» WHAT YOU SHOULD DO: The full listing below should be repeated exactly.

» MATERIAL FOR THIS EXERCISE:
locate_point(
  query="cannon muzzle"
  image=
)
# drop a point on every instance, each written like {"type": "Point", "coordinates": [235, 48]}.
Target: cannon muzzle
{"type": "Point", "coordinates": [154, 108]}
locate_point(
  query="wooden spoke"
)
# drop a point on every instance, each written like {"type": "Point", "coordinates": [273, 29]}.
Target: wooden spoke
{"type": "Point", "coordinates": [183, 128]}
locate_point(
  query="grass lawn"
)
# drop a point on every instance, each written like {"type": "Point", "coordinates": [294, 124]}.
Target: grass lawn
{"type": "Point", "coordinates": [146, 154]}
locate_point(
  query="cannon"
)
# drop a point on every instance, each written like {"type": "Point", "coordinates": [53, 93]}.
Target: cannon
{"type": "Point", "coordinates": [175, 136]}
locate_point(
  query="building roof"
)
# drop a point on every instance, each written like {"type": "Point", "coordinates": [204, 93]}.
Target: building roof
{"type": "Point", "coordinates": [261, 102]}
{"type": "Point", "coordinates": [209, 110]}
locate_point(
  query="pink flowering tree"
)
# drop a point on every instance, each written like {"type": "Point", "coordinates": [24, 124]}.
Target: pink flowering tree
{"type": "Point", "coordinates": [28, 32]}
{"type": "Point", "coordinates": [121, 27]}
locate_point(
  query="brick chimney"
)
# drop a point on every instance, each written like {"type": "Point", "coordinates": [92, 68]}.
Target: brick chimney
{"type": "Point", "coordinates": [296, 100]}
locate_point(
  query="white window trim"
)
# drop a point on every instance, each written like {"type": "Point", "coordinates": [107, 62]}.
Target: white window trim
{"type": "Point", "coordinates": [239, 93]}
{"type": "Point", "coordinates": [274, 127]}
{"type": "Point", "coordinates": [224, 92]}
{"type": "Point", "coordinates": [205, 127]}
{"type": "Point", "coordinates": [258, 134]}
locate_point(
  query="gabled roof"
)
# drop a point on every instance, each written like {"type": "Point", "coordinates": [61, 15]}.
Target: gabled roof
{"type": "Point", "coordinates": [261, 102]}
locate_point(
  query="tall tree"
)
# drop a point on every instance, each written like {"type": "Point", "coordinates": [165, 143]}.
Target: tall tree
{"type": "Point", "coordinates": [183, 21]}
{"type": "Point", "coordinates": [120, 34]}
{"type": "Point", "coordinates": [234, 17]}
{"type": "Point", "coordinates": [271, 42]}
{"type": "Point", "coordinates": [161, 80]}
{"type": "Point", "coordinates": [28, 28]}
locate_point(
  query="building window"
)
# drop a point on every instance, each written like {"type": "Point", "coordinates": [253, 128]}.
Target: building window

» RESPONSE AREA:
locate_point(
  query="cannon muzzle"
  image=
)
# drop a point on every instance, each written like {"type": "Point", "coordinates": [235, 48]}.
Target: cannon muzzle
{"type": "Point", "coordinates": [154, 108]}
locate_point(
  query="wooden spoke"
)
# drop a point on every instance, each written like {"type": "Point", "coordinates": [273, 29]}.
Target: wooden spoke
{"type": "Point", "coordinates": [183, 128]}
locate_point(
  query="grass lawn"
)
# drop a point on every instance, each written like {"type": "Point", "coordinates": [294, 124]}.
Target: grass lawn
{"type": "Point", "coordinates": [146, 154]}
locate_point(
  query="cannon"
)
# drop a point on every instance, each written like {"type": "Point", "coordinates": [53, 93]}.
Target: cannon
{"type": "Point", "coordinates": [175, 136]}
locate_point(
  query="building roof"
)
# drop a point on every instance, each written like {"type": "Point", "coordinates": [204, 93]}.
Target: building roof
{"type": "Point", "coordinates": [261, 102]}
{"type": "Point", "coordinates": [209, 110]}
locate_point(
  query="pink flowering tree"
)
# drop a point on every instance, each written like {"type": "Point", "coordinates": [24, 124]}.
Target: pink flowering tree
{"type": "Point", "coordinates": [28, 32]}
{"type": "Point", "coordinates": [121, 27]}
locate_point(
  query="brick chimney"
)
# drop a point on every instance, each written like {"type": "Point", "coordinates": [92, 68]}.
Target: brick chimney
{"type": "Point", "coordinates": [296, 100]}
locate_point(
  query="white window trim"
)
# drop a point on every instance, each written like {"type": "Point", "coordinates": [107, 62]}.
Target: white window trim
{"type": "Point", "coordinates": [239, 93]}
{"type": "Point", "coordinates": [274, 127]}
{"type": "Point", "coordinates": [224, 92]}
{"type": "Point", "coordinates": [205, 127]}
{"type": "Point", "coordinates": [258, 134]}
locate_point(
  query="gabled roof"
)
# drop a point on every instance, each written like {"type": "Point", "coordinates": [61, 15]}.
Target: gabled roof
{"type": "Point", "coordinates": [261, 102]}
locate_point(
  query="tall tree"
)
# drop a point on every instance, each written like {"type": "Point", "coordinates": [165, 143]}.
Target: tall tree
{"type": "Point", "coordinates": [183, 21]}
{"type": "Point", "coordinates": [120, 34]}
{"type": "Point", "coordinates": [234, 17]}
{"type": "Point", "coordinates": [271, 42]}
{"type": "Point", "coordinates": [161, 80]}
{"type": "Point", "coordinates": [28, 28]}
locate_point(
  query="building window"
)
# drop a point on every instance, each written like {"type": "Point", "coordinates": [253, 128]}.
Target: building window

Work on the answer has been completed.